[Document text]:
○ ○ ○
Hello everyone, I'm working with RNA-seq gene expression data derived from multiple tissue samples collected from different patients. My primary goal is to identify differentially expressed genes (DEGs) while minimizing the confounding effects of tissue of origin on the results.
Here’s a brief overview of my approach so far:
- Data Preparation with
edgeR
:
- I've converted the raw count expression data into CPM values using
edgeR
to normalize between samples, accounting for library size. - Filtering was applied using filterByExpr to retain relevant genes.
- Normalization was conducted using the TMM method
keep <- filterByExpr(counts)
counts <- counts[keep, , keep.lib.sizes=FALSE]
counts <- normLibSizes(counts, method = "TMM")
counts_cpm <- cpm(counts, log = TRUE)
- Modeling with variancePartition:
To account for patient and tissue variability, I applied a mixed linear model using the variancePartition
package. My formula models the contribution of both patient and tissue to the gene expression variation:
form <- ~ (1 | Tissue) + (1 | Patient)
vp_modelFit <- fitVarPartModel(counts_cpm, form, df)
vp_modelFit_res <- residuals(vp_modelFit)
My understanding is that the residuals from this model should, in theory, represent gene expression values devoid of tissue- and patient-specific effects, potentially revealing the intrinsic cancer-related signals.
Question:
- Is this approach statistically sound for achieving my aim? Specifically, does this methodology appropriately remove the unwanted variation from tissue and patient sources while preserving biologically relevant signals?
- Any recommendations for improving the robustness of this approach, especially in terms of ensuring that intrinsic cancer-related signals are not inadvertently removed?
I appreciate any insights or suggestions you might have.
Can you show the metadata, to get an idea which patients have which samples, tissues, etc? Basically, the relevant
y$samples
wherey
would be the DGEList.Related: Any particular reason why you're using a random effect for both tissue and patient? I would have certainly treated tissue as a fixed effect, and probably patient as well.
Cross-posted to Bioconductor: https://support.bioconductor.org/p/9159654/
○ ○ ○
(Referring-expression pointing data)

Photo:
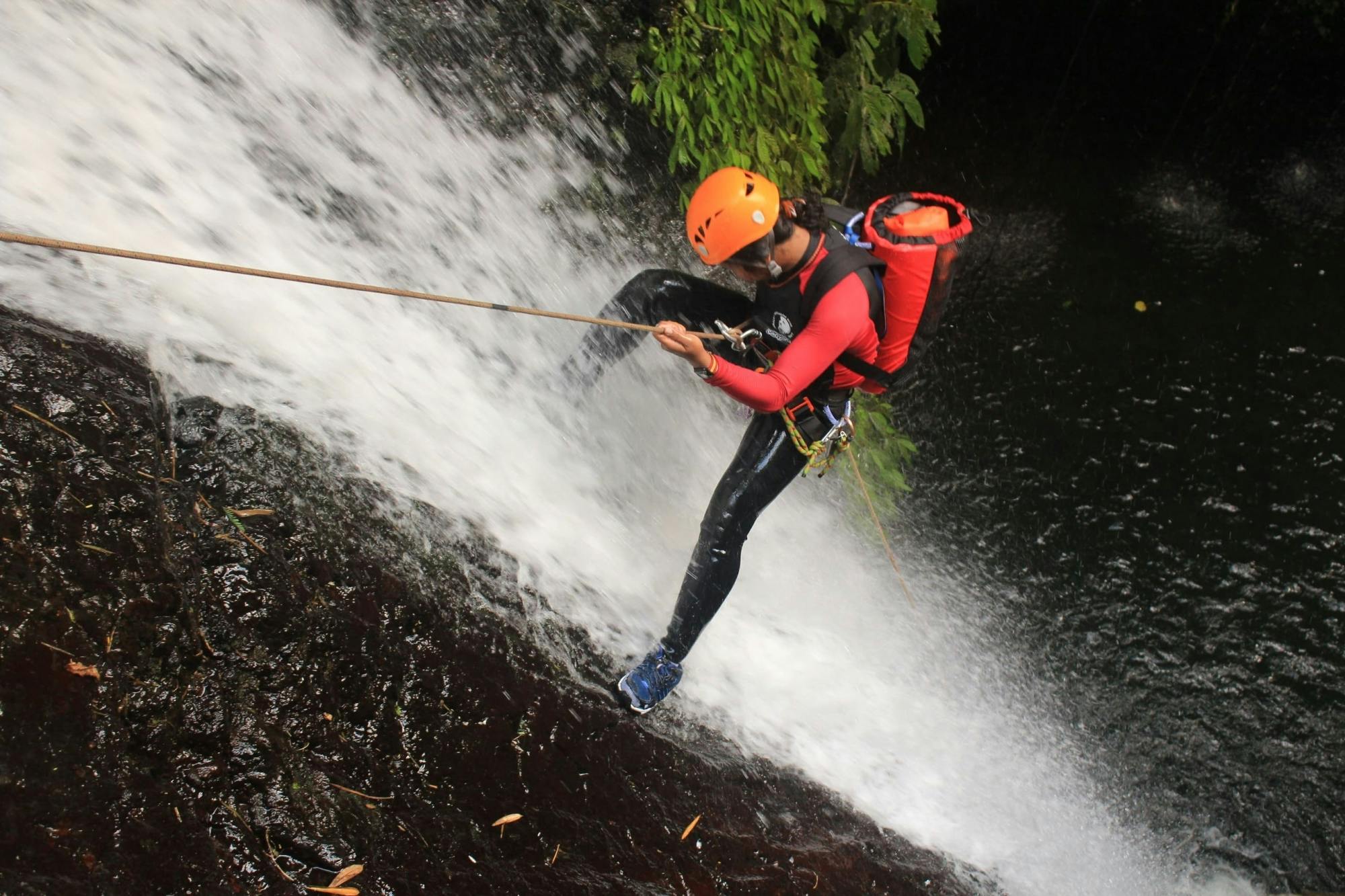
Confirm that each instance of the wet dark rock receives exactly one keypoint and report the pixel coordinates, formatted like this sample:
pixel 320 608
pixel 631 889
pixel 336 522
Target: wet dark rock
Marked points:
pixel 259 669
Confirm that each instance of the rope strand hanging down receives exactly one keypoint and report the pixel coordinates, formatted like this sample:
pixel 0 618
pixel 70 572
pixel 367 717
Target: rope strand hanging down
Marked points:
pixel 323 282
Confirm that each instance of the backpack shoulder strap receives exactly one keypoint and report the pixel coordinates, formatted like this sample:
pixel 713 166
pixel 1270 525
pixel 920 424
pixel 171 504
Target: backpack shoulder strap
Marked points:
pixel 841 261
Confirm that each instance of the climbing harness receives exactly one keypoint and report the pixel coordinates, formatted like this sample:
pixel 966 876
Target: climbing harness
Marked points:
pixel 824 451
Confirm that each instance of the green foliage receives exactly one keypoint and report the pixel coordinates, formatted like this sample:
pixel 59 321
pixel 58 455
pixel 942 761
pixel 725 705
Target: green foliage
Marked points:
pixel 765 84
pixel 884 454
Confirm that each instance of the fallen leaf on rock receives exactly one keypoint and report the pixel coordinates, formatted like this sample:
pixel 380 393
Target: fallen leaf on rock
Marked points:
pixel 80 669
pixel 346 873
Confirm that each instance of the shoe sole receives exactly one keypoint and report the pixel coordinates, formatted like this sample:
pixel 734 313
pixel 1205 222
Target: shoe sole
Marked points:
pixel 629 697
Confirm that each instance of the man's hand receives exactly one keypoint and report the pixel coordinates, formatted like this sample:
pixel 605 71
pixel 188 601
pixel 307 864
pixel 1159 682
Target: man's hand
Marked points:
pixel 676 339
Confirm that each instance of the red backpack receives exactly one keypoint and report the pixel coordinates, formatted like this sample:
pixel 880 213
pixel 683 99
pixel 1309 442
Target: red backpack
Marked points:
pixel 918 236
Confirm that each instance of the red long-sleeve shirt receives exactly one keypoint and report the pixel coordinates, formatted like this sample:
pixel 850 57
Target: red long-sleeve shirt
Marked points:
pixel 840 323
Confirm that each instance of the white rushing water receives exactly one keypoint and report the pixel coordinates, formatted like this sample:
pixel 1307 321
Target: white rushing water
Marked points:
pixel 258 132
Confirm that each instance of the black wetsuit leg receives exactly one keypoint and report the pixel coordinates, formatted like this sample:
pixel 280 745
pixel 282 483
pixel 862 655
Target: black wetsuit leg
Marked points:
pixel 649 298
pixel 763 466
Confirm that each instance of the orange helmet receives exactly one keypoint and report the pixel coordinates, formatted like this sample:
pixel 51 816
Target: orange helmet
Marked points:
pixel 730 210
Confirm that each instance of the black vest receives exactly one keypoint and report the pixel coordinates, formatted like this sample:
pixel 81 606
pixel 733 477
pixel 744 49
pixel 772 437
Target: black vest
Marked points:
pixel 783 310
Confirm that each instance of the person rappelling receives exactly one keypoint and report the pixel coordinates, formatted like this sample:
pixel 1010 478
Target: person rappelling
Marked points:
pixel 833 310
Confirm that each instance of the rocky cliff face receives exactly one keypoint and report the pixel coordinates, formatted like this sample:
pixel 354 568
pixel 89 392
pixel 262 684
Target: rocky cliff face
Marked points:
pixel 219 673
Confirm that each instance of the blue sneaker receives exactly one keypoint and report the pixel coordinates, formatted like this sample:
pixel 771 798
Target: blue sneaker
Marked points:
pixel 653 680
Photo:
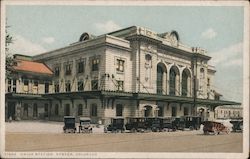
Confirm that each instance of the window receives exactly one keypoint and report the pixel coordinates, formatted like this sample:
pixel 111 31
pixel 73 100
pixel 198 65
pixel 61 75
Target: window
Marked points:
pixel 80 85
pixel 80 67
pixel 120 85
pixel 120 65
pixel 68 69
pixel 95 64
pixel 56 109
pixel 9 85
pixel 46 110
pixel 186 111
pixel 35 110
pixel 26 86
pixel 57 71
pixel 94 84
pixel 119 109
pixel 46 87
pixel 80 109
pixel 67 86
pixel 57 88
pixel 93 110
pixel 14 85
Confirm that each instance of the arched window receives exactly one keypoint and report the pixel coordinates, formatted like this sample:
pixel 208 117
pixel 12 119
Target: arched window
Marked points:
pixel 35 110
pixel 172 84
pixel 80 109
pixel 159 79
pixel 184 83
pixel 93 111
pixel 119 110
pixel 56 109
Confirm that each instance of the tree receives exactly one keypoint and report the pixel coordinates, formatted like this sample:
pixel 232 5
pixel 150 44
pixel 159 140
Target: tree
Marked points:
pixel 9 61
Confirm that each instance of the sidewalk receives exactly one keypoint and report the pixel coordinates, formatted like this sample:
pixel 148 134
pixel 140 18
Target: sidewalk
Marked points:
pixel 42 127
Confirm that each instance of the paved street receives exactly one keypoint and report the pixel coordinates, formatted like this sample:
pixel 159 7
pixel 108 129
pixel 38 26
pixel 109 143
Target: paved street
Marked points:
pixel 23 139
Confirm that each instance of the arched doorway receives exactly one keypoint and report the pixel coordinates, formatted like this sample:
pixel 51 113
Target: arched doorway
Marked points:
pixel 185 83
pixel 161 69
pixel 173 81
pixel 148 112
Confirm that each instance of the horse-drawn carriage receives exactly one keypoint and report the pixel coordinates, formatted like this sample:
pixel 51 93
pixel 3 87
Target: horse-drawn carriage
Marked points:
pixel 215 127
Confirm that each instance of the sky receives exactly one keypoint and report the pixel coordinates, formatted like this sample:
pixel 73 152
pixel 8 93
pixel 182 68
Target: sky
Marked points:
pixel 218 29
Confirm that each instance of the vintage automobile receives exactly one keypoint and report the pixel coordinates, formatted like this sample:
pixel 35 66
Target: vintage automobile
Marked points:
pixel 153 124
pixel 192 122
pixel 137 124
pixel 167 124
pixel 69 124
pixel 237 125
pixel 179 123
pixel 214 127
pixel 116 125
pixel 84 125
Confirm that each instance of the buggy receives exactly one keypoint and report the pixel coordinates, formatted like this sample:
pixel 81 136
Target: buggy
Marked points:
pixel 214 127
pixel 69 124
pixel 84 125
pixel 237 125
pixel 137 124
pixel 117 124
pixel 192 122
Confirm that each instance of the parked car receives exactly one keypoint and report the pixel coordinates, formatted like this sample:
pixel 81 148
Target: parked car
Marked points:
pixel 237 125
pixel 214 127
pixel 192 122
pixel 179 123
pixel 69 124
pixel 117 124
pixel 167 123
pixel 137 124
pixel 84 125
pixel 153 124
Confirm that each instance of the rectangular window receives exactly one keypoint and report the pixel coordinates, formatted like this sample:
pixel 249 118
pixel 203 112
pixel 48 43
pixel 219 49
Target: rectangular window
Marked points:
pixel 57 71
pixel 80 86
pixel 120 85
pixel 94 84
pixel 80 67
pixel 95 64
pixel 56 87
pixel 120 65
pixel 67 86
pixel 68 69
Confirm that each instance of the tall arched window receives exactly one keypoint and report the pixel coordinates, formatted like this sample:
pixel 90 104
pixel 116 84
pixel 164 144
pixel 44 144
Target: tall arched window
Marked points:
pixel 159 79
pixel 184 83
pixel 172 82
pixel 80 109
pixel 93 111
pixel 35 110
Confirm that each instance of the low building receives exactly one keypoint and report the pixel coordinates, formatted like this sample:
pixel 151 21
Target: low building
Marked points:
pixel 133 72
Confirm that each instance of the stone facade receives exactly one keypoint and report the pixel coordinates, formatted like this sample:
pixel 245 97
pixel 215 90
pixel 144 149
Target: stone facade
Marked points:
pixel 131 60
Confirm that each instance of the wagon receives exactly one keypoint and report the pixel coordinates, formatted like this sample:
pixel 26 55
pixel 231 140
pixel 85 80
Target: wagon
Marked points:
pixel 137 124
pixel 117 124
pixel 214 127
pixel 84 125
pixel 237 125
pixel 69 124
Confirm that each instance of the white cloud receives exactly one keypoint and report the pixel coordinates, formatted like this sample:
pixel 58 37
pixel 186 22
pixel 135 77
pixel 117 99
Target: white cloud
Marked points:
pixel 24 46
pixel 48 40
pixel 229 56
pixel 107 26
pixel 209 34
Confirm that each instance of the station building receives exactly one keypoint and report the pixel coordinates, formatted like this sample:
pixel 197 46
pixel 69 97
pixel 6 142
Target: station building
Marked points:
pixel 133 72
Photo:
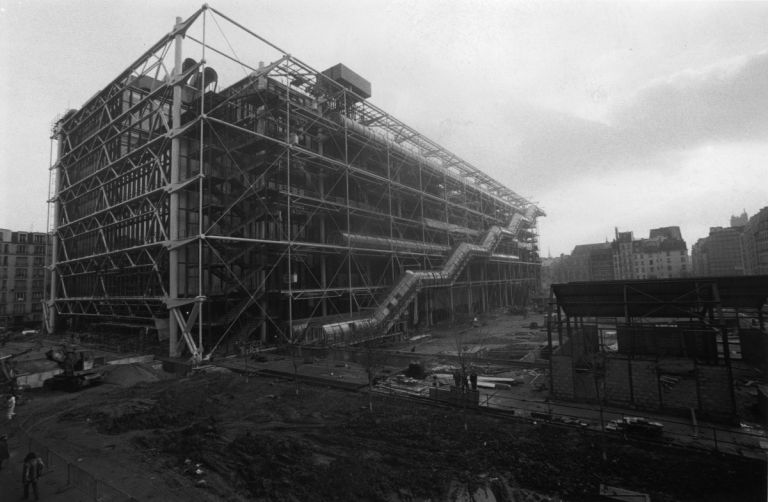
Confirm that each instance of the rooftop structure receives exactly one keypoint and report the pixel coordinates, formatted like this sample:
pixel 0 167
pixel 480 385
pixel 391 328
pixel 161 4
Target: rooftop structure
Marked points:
○ ○ ○
[Goal of the exercise]: Reproduce verbatim the part of the RNA-seq forum thread that opens with the words containing "- Modeling with" and closes with "fitVarPartModel(counts_cpm, form, df)". Work from the RNA-seq forum thread alone.

[Your solution]:
- Modeling with variancePartition:
To account for patient and tissue variability, I applied a mixed linear model using the variancePartition
package. My formula models the contribution of both patient and tissue to the gene expression variation:
form <- ~ (1 | Tissue) + (1 | Patient)
vp_modelFit <- fitVarPartModel(counts_cpm, form, df)